### Do this
Write out the material again word for word, dropping any images it holds.

══ Given data ══

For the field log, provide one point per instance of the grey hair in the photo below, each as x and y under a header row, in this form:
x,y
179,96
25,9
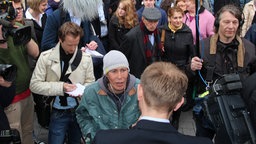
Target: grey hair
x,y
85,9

═══

### Result of this exercise
For the field log, provide one point per instance of the grey hair in the photo below, each as x and y under a header row, in this form:
x,y
179,96
25,9
Target: grey hair
x,y
85,9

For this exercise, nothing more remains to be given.